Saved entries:
___

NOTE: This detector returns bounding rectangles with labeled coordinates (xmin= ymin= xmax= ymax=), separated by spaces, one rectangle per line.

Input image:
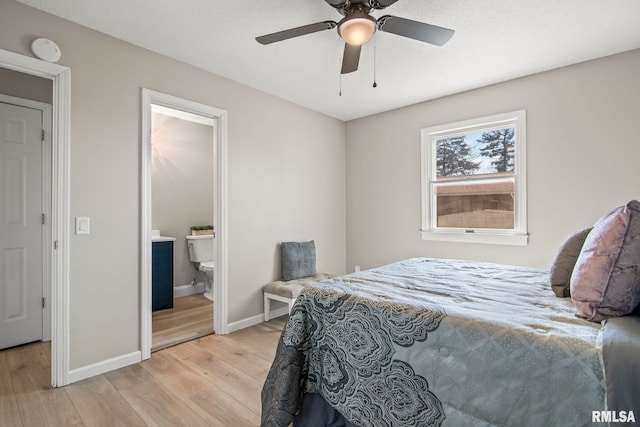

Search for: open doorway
xmin=140 ymin=89 xmax=228 ymax=360
xmin=0 ymin=48 xmax=71 ymax=387
xmin=150 ymin=105 xmax=215 ymax=351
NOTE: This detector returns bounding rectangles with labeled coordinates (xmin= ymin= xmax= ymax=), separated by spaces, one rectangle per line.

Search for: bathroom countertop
xmin=152 ymin=236 xmax=176 ymax=242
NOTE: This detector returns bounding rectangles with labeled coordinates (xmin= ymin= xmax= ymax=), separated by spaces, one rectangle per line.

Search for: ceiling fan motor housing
xmin=325 ymin=0 xmax=400 ymax=15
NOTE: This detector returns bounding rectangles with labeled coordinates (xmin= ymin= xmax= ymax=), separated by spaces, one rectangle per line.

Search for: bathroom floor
xmin=152 ymin=294 xmax=214 ymax=351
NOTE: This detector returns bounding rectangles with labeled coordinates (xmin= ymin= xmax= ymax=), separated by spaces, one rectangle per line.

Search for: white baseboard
xmin=65 ymin=307 xmax=286 ymax=383
xmin=67 ymin=351 xmax=141 ymax=384
xmin=226 ymin=307 xmax=289 ymax=333
xmin=174 ymin=282 xmax=204 ymax=297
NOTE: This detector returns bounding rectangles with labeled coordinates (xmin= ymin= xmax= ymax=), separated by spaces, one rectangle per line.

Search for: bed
xmin=261 ymin=257 xmax=639 ymax=427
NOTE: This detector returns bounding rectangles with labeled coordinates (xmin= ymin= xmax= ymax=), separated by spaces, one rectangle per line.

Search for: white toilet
xmin=186 ymin=234 xmax=214 ymax=301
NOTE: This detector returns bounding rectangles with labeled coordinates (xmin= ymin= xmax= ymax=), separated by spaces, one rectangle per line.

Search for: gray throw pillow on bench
xmin=282 ymin=240 xmax=316 ymax=281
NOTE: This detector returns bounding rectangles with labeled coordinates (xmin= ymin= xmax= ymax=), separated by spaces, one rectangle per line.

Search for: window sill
xmin=421 ymin=230 xmax=528 ymax=246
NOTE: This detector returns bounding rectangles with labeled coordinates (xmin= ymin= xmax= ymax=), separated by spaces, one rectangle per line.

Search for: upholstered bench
xmin=263 ymin=273 xmax=336 ymax=321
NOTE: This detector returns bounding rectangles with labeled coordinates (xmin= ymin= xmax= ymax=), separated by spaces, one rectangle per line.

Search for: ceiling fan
xmin=256 ymin=0 xmax=455 ymax=74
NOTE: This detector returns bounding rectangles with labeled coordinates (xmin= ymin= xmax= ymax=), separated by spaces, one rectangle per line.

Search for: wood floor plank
xmin=104 ymin=363 xmax=156 ymax=391
xmin=64 ymin=375 xmax=146 ymax=427
xmin=0 ymin=349 xmax=23 ymax=427
xmin=186 ymin=386 xmax=261 ymax=427
xmin=140 ymin=349 xmax=217 ymax=398
xmin=0 ymin=318 xmax=288 ymax=427
xmin=7 ymin=343 xmax=84 ymax=427
xmin=152 ymin=294 xmax=211 ymax=325
xmin=187 ymin=334 xmax=273 ymax=383
xmin=167 ymin=339 xmax=265 ymax=415
xmin=142 ymin=350 xmax=259 ymax=426
xmin=153 ymin=306 xmax=211 ymax=328
xmin=152 ymin=294 xmax=214 ymax=352
xmin=152 ymin=327 xmax=212 ymax=352
xmin=118 ymin=378 xmax=210 ymax=427
xmin=227 ymin=317 xmax=287 ymax=363
xmin=109 ymin=352 xmax=211 ymax=426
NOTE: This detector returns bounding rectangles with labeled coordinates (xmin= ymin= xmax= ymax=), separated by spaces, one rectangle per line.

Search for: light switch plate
xmin=75 ymin=217 xmax=90 ymax=235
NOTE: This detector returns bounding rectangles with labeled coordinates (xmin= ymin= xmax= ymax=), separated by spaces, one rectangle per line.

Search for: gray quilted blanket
xmin=261 ymin=258 xmax=605 ymax=427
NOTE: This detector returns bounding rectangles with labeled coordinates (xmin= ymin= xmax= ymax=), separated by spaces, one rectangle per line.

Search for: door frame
xmin=0 ymin=48 xmax=71 ymax=387
xmin=141 ymin=89 xmax=229 ymax=360
xmin=0 ymin=94 xmax=52 ymax=343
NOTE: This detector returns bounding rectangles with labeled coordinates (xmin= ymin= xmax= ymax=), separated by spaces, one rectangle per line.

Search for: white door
xmin=0 ymin=102 xmax=43 ymax=350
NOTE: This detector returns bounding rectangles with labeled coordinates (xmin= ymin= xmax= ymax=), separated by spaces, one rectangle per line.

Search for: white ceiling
xmin=16 ymin=0 xmax=640 ymax=121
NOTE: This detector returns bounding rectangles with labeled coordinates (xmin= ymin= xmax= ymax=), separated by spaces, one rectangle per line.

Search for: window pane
xmin=436 ymin=181 xmax=515 ymax=229
xmin=435 ymin=127 xmax=515 ymax=178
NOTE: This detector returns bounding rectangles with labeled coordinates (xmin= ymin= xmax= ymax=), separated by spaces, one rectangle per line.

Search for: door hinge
xmin=42 ymin=297 xmax=46 ymax=308
xmin=41 ymin=129 xmax=45 ymax=141
xmin=42 ymin=213 xmax=46 ymax=225
xmin=54 ymin=240 xmax=58 ymax=249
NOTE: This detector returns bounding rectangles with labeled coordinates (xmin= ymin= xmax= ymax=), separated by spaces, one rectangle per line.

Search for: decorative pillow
xmin=570 ymin=201 xmax=640 ymax=322
xmin=281 ymin=241 xmax=317 ymax=281
xmin=549 ymin=228 xmax=592 ymax=297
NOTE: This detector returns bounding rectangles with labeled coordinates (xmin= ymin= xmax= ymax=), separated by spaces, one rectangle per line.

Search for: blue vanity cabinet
xmin=152 ymin=240 xmax=174 ymax=311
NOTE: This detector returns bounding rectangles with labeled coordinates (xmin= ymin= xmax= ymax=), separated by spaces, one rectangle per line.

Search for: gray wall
xmin=0 ymin=0 xmax=346 ymax=370
xmin=151 ymin=113 xmax=213 ymax=288
xmin=0 ymin=67 xmax=52 ymax=103
xmin=346 ymin=49 xmax=640 ymax=271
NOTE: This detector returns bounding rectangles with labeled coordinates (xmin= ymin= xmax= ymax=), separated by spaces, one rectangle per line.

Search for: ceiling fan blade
xmin=256 ymin=21 xmax=337 ymax=45
xmin=371 ymin=0 xmax=400 ymax=9
xmin=341 ymin=43 xmax=361 ymax=74
xmin=324 ymin=0 xmax=347 ymax=6
xmin=377 ymin=15 xmax=454 ymax=46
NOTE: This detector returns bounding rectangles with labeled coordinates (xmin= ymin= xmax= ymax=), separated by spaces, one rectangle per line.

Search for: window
xmin=421 ymin=110 xmax=527 ymax=245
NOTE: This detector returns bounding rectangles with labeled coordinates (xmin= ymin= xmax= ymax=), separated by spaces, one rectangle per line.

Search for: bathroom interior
xmin=150 ymin=104 xmax=216 ymax=351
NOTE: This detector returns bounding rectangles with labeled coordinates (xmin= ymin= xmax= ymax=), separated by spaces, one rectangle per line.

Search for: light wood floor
xmin=0 ymin=316 xmax=287 ymax=427
xmin=152 ymin=294 xmax=214 ymax=352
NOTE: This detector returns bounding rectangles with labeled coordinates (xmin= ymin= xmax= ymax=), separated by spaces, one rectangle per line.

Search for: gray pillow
xmin=549 ymin=227 xmax=592 ymax=297
xmin=282 ymin=241 xmax=316 ymax=281
xmin=570 ymin=201 xmax=640 ymax=322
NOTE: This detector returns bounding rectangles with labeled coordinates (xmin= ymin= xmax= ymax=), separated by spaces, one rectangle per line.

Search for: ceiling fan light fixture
xmin=338 ymin=14 xmax=376 ymax=46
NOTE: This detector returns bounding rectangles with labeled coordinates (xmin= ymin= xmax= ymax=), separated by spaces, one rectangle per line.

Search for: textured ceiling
xmin=15 ymin=0 xmax=640 ymax=121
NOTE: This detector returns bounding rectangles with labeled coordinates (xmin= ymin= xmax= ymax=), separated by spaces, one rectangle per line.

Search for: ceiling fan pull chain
xmin=373 ymin=33 xmax=378 ymax=88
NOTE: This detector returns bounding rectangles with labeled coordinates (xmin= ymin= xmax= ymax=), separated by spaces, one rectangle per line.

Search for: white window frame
xmin=420 ymin=110 xmax=528 ymax=245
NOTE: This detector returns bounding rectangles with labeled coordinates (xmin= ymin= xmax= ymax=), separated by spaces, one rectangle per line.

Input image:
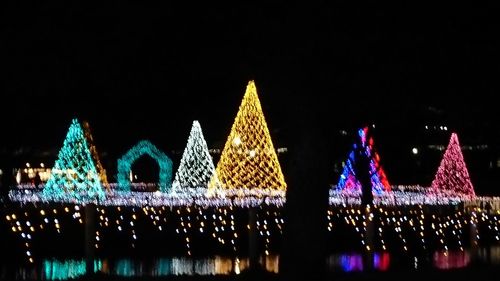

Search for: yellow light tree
xmin=83 ymin=121 xmax=109 ymax=187
xmin=210 ymin=80 xmax=287 ymax=192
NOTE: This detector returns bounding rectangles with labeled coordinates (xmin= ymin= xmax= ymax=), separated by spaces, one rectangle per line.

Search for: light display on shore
xmin=7 ymin=199 xmax=498 ymax=264
xmin=117 ymin=140 xmax=173 ymax=193
xmin=11 ymin=187 xmax=286 ymax=207
xmin=210 ymin=80 xmax=287 ymax=192
xmin=430 ymin=133 xmax=476 ymax=198
xmin=172 ymin=121 xmax=220 ymax=192
xmin=337 ymin=127 xmax=390 ymax=195
xmin=42 ymin=119 xmax=105 ymax=202
xmin=83 ymin=121 xmax=109 ymax=187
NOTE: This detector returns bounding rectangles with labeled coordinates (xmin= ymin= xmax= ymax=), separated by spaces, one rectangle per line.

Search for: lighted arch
xmin=117 ymin=140 xmax=173 ymax=192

___

Directions for this task =>
Pictures are to be left out; the answer must otherwise be exactly the lines from the one with "Search for: white window frame" through the final line of the entries above, both included.

Result of this exercise =>
Search for: white window frame
xmin=420 ymin=110 xmax=528 ymax=245
NOTE: This detector returns bounding rectangles with labeled coordinates (xmin= ymin= xmax= ymax=), separated by spaces, one rectangle per line.

Input image:

Search for: yellow light tree
xmin=83 ymin=121 xmax=109 ymax=187
xmin=210 ymin=80 xmax=287 ymax=192
NOTE: This detector returns bounding rectangles with labeled coordinates (xmin= ymin= xmax= ymax=), separated by spaces, one rectangle per line.

Search for: light display on shore
xmin=7 ymin=199 xmax=498 ymax=264
xmin=117 ymin=140 xmax=173 ymax=193
xmin=11 ymin=187 xmax=286 ymax=207
xmin=210 ymin=80 xmax=287 ymax=192
xmin=430 ymin=133 xmax=476 ymax=198
xmin=172 ymin=121 xmax=220 ymax=192
xmin=337 ymin=127 xmax=390 ymax=195
xmin=42 ymin=119 xmax=105 ymax=202
xmin=83 ymin=121 xmax=109 ymax=187
NOTE: This detector returns bounding rectangles with labeled coordinates (xmin= ymin= xmax= ymax=), separated by spaces, one rectangle per line.

Search for: lighted arch
xmin=117 ymin=140 xmax=173 ymax=192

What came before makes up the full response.